■ TEXTO FORNECIDO ■
____

A empresa, baseada na Califórnia, assumiu num comunicado que vai fazer já este ano nos Estados Unidos “um grande ajustamento” no preço dos medicamentos Harvoni e Sovaldi, ambos contra a hepatite C, que vão custar menos 46%. Os analistas esperavam um desconto de no máximo 30%. A previsão de margens de lucro mais estreitas causou o mau comportamento das ações, apesar da expectativa da Gilead ser de, só este ano, tratar mais de 250 mil pacientes com hepatite C.

 

 
Em 2014, as vendas da Gilead duplicaram em relação a 2013 (27 mil milhões de dólares, cerca de 23 mil milhões de euros), mas os lucros mais do que triplicaram, ascendendo a 7,3 mil milhões de dólares (6,4 mil milhões de euros). Conhecido como o comprimido de mil dólares por dia, a Gilead teve de reduzir o preço do Sofosbuvir perante a ameaça das companhias de seguros, distribuidoras e farmácias norte-americanas de não utilizarem o Harvoni e o Sovaldi, optando por alternativas mais baratas. O principal concorrente é um medicamento chamado Vikera Pak, fabricado pelo laboratório AbbVie, lançado no final de 2014.

____

■ OBJETIVO DO EXERCÍCIO ■
Copie na íntegra o texto sobre a descida do preço dos medicamentos da Gilead contra a hepatite C.

____

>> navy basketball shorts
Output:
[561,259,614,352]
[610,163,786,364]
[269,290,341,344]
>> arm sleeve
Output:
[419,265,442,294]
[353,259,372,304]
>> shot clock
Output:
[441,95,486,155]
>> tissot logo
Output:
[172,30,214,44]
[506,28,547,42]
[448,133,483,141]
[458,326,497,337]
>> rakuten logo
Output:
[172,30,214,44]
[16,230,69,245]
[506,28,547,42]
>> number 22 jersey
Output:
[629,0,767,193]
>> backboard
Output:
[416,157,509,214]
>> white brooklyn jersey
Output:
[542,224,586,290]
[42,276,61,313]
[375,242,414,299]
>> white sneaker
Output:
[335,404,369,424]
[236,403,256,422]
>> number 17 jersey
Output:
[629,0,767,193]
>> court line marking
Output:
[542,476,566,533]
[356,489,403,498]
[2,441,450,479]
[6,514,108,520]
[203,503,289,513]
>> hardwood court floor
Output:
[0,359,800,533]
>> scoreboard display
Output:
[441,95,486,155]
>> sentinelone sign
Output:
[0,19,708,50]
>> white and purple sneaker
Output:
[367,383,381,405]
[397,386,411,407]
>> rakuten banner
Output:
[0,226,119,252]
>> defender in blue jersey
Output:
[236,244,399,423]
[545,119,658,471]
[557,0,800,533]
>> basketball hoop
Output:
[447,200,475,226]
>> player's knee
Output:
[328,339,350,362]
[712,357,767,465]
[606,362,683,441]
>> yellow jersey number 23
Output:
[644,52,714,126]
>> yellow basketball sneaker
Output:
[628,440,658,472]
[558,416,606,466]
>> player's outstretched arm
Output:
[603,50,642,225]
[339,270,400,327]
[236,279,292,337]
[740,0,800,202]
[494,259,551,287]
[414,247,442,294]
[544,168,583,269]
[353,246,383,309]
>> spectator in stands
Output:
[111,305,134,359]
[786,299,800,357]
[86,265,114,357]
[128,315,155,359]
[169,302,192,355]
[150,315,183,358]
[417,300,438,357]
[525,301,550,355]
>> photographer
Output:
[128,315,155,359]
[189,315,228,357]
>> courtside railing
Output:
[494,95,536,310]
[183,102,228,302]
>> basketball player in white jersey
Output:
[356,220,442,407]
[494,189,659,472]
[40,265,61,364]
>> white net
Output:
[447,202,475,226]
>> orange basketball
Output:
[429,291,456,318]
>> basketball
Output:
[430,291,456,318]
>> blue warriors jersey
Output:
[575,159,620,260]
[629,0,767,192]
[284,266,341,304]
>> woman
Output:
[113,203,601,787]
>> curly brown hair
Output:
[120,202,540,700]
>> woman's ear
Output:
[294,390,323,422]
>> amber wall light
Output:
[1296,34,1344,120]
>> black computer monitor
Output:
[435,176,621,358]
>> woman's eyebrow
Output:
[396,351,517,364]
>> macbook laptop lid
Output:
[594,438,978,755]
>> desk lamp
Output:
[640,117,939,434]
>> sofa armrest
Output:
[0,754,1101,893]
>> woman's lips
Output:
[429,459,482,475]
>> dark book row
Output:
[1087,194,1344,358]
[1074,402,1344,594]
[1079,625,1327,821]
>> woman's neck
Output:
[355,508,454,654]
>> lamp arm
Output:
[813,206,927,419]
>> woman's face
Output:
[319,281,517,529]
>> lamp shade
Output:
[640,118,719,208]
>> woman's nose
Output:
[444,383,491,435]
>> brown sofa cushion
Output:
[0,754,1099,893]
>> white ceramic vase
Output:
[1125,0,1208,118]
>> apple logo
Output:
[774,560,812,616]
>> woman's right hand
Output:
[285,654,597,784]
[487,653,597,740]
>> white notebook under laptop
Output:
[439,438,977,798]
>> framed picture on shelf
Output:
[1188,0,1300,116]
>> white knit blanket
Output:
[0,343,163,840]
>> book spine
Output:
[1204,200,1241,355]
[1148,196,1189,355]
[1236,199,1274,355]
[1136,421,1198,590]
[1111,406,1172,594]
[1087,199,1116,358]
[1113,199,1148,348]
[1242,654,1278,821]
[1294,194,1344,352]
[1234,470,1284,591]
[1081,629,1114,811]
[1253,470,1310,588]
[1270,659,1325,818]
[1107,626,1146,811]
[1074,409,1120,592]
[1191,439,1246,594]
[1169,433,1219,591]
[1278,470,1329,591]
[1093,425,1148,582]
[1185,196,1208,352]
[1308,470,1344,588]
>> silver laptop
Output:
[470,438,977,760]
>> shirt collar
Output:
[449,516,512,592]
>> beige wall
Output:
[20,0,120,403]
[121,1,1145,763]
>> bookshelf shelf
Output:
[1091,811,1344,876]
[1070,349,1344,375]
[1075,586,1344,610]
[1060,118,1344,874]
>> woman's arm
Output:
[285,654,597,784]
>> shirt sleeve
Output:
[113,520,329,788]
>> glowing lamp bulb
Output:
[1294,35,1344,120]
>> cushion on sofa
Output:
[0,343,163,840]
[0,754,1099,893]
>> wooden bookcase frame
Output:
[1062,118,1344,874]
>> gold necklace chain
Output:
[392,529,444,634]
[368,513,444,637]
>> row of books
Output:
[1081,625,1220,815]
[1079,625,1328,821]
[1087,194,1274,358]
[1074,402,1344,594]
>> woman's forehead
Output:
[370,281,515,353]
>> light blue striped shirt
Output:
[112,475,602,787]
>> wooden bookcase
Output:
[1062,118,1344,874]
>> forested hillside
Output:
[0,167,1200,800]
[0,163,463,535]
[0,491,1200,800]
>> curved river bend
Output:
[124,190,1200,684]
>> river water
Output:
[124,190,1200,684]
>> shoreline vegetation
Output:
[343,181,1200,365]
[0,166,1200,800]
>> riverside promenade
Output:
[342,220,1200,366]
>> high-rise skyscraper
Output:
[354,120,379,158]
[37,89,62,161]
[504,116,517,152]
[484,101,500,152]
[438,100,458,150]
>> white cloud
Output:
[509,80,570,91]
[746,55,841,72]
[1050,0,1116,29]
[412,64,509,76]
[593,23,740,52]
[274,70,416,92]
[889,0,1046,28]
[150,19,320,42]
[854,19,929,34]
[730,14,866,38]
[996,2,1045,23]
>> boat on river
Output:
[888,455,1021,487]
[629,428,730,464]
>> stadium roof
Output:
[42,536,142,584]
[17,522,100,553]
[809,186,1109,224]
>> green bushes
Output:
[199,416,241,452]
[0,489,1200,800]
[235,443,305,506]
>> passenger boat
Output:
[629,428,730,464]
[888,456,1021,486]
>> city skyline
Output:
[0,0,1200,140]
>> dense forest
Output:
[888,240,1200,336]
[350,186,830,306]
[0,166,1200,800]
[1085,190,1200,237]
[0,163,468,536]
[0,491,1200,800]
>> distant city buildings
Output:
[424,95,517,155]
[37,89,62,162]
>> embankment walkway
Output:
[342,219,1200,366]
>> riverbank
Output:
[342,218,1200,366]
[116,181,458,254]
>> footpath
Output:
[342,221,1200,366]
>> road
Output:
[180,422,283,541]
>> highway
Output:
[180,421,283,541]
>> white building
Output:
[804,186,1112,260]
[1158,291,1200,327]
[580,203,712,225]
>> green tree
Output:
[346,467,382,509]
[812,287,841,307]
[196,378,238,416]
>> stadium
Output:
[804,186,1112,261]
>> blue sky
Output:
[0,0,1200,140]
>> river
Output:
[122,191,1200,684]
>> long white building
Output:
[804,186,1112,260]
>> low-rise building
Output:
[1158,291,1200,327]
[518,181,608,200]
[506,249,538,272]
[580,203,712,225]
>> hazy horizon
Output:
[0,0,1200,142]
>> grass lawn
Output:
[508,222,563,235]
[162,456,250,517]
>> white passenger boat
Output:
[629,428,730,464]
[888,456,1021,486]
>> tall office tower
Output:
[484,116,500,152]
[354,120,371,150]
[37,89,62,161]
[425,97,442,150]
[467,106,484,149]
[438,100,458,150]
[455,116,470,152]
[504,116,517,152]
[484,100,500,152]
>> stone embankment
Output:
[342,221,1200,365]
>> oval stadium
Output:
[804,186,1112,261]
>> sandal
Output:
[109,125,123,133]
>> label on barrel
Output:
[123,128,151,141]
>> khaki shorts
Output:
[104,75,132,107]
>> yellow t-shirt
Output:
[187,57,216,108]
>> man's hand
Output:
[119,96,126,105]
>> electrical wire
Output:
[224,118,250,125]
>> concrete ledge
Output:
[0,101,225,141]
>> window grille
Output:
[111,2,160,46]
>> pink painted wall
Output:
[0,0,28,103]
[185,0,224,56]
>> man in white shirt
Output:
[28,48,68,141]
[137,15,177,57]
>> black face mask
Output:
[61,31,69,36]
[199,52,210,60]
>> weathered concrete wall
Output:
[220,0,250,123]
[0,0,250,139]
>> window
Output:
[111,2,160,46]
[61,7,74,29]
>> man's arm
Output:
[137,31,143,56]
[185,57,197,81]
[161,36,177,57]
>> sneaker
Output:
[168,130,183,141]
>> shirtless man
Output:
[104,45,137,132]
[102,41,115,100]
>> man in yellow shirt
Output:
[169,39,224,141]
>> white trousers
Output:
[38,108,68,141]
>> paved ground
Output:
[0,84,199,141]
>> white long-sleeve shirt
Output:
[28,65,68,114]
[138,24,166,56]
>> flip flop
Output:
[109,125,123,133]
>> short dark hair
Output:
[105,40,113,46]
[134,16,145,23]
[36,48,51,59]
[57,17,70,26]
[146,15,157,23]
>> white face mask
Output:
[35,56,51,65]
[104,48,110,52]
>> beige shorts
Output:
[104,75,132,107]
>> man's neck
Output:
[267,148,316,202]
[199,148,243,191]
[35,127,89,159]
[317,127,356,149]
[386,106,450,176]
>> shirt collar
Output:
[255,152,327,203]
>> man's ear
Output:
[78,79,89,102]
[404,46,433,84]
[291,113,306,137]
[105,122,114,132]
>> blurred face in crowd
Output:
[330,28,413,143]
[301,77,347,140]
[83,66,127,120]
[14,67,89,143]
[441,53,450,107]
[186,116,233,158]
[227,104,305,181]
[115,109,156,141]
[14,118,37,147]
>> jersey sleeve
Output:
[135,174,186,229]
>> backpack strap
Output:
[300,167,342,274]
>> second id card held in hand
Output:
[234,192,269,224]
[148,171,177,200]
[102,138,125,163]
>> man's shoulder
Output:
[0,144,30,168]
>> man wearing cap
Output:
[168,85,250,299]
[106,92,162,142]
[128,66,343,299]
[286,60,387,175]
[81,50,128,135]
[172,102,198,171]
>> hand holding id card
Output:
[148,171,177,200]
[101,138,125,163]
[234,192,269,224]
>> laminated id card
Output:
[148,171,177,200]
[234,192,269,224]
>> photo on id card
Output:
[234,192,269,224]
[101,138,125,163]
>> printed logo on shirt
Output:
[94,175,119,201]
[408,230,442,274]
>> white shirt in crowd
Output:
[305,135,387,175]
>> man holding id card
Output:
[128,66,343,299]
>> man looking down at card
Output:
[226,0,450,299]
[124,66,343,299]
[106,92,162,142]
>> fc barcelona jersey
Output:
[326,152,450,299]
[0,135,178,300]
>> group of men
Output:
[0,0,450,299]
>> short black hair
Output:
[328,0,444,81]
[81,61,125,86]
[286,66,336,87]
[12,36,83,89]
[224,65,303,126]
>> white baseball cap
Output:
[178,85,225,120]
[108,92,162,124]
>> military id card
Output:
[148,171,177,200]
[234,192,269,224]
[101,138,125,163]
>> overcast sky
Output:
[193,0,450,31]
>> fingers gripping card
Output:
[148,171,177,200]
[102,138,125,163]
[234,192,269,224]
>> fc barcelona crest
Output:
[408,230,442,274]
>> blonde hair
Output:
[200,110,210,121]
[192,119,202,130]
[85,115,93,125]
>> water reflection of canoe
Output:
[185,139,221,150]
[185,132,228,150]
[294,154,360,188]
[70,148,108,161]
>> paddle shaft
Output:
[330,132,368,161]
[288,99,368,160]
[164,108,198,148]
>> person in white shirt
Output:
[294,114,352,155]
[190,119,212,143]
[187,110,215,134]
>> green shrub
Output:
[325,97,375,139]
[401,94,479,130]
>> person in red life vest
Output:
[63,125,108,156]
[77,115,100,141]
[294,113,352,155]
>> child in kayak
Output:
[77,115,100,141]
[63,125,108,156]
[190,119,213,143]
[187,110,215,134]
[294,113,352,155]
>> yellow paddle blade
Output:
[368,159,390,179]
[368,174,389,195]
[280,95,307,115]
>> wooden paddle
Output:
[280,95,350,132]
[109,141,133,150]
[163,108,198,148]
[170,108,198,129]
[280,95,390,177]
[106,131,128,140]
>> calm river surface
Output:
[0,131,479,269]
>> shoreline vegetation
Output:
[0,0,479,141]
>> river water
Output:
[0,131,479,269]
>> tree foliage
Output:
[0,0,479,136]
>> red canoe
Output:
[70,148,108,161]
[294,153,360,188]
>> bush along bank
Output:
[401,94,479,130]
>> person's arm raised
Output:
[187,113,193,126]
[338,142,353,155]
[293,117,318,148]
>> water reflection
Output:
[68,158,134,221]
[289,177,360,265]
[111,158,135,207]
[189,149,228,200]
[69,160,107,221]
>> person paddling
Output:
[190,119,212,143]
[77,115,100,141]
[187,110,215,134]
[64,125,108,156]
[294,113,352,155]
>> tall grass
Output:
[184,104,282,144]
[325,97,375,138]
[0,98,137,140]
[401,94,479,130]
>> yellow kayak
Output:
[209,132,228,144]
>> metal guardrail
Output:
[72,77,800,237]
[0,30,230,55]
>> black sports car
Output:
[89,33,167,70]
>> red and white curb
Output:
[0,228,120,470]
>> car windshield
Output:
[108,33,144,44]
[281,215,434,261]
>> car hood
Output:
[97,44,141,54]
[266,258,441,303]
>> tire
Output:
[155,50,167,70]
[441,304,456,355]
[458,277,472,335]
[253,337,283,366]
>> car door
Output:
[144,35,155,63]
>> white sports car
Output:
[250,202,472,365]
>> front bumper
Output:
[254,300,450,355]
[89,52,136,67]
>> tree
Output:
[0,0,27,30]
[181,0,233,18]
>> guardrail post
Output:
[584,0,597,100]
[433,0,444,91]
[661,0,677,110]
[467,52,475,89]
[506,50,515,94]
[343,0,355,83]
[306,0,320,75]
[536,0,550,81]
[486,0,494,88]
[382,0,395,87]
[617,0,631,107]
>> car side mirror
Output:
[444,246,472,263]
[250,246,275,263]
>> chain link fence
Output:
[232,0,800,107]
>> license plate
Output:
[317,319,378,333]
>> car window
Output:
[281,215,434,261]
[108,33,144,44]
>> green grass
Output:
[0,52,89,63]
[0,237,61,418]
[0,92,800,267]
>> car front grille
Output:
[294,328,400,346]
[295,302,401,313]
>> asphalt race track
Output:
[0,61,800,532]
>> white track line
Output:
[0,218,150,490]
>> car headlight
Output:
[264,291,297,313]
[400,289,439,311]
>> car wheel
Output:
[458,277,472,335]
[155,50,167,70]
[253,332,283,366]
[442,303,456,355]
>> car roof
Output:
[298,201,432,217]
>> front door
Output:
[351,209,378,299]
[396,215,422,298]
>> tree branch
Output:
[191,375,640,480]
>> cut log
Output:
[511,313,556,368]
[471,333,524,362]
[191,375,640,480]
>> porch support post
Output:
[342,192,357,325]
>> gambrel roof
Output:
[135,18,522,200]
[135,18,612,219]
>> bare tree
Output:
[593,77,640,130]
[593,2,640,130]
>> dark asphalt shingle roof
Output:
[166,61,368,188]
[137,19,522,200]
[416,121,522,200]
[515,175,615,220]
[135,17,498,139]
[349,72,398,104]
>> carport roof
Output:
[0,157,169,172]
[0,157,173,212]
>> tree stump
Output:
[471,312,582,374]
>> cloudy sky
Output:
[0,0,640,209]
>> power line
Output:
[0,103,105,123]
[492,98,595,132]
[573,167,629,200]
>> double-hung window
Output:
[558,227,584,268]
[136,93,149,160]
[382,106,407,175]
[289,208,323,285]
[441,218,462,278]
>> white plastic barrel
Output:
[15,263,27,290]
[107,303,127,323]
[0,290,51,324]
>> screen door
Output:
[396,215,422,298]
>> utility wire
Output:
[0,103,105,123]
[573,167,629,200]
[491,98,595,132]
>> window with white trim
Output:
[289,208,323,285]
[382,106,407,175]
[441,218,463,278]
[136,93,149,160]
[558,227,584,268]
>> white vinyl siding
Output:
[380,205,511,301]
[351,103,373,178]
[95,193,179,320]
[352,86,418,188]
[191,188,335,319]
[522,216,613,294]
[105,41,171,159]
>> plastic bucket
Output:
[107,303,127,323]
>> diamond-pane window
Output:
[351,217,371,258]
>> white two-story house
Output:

____

■ RESULTADO ■
A empresa, baseada na Califórnia, assumiu num comunicado que vai fazer já este ano nos Estados Unidos “um grande ajustamento” no preço dos medicamentos Harvoni e Sovaldi, ambos contra a hepatite C, que vão custar menos 46%. Os analistas esperavam um desconto de no máximo 30%. A previsão de margens de lucro mais estreitas causou o mau comportamento das ações, apesar da expectativa da Gilead ser de, só este ano, tratar mais de 250 mil pacientes com hepatite C.

 

 
Em 2014, as vendas da Gilead duplicaram em relação a 2013 (27 mil milhões de dólares, cerca de 23 mil milhões de euros), mas os lucros mais do que triplicaram, ascendendo a 7,3 mil milhões de dólares (6,4 mil milhões de euros). Conhecido como o comprimido de mil dólares por dia, a Gilead teve de reduzir o preço do Sofosbuvir perante a ameaça das companhias de seguros, distribuidoras e farmácias norte-americanas de não utilizarem o Harvoni e o Sovaldi, optando por alternativas mais baratas. O principal concorrente é um medicamento chamado Vikera Pak, fabricado pelo laboratório AbbVie, lançado no final de 2014.